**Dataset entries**
§

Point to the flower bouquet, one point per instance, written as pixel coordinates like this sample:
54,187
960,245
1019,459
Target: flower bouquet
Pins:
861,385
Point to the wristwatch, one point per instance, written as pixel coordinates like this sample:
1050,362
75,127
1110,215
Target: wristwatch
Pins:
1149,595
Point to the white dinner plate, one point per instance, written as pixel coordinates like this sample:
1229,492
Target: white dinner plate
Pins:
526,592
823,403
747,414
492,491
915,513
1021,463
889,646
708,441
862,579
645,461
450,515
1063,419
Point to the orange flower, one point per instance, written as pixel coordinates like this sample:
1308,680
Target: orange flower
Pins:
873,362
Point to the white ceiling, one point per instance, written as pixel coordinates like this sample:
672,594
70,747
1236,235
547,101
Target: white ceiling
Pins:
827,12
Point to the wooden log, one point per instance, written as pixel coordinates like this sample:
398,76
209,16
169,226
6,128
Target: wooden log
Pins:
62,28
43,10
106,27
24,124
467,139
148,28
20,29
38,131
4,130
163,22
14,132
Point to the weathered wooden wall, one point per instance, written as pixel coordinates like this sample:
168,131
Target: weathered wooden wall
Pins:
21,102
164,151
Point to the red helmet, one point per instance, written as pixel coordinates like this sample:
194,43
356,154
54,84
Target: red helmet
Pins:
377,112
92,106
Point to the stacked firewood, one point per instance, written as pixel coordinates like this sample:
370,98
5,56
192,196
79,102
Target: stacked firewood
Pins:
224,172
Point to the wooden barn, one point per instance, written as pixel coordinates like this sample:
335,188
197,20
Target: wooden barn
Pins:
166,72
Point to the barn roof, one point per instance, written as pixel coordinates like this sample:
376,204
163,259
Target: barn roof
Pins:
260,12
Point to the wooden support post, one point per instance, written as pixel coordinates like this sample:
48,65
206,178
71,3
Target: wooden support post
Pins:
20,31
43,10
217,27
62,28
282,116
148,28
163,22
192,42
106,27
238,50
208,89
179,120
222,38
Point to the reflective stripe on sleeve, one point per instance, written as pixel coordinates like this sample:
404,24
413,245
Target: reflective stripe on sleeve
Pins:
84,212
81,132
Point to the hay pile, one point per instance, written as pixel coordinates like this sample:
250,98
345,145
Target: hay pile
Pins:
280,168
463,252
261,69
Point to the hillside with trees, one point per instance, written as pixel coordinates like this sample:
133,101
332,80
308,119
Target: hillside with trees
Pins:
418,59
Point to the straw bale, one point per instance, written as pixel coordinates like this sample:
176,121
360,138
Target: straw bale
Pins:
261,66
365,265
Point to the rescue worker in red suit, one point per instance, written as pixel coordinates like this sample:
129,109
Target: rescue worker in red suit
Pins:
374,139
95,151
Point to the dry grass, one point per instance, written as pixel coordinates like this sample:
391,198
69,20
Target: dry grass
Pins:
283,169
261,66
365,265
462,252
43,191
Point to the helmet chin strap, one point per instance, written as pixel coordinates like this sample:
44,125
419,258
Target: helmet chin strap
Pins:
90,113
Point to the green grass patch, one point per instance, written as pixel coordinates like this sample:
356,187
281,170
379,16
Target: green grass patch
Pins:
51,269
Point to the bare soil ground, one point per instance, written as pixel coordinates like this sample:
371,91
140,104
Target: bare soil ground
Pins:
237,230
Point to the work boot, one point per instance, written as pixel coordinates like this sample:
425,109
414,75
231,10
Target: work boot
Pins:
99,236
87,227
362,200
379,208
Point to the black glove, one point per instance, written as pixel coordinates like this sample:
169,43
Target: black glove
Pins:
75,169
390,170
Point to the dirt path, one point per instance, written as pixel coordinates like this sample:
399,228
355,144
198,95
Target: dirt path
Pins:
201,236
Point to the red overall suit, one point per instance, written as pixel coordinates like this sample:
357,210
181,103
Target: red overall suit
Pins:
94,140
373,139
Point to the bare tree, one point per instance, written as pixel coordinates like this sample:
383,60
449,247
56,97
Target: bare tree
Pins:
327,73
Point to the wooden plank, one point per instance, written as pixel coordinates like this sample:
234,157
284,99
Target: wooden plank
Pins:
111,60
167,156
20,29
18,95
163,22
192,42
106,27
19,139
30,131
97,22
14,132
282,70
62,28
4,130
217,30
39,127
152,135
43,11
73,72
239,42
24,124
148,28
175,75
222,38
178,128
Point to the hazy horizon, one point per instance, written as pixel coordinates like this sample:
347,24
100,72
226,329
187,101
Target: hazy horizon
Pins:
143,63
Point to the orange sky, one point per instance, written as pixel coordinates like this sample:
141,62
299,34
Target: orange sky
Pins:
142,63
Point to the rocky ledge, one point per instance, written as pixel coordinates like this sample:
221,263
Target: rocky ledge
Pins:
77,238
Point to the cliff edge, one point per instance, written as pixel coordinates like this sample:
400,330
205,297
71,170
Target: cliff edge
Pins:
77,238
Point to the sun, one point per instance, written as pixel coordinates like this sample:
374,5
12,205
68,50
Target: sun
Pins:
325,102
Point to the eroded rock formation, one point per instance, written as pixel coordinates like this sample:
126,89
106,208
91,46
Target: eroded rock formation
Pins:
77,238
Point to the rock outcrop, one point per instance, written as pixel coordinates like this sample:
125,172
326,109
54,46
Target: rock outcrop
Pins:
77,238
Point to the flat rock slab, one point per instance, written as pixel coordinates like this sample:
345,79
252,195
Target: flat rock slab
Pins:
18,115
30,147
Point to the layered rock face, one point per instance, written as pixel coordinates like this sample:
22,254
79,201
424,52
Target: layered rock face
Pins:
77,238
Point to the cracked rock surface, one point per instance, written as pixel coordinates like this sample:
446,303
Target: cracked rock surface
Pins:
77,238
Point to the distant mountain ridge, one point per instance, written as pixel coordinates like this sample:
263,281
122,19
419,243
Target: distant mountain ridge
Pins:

§

**Goal of the exercise**
In the data above, find the line that contains "Point to the wristwatch, one", then reproduce exactly every line from the first line through that line.

**Reply**
Point to the flower bouquet, one point per instance, written as pixel coordinates like this sample:
54,187
960,245
1019,459
Target: flower bouquet
Pins:
861,385
Point to the wristwatch, one point per instance, written as pixel coordinates like this sample:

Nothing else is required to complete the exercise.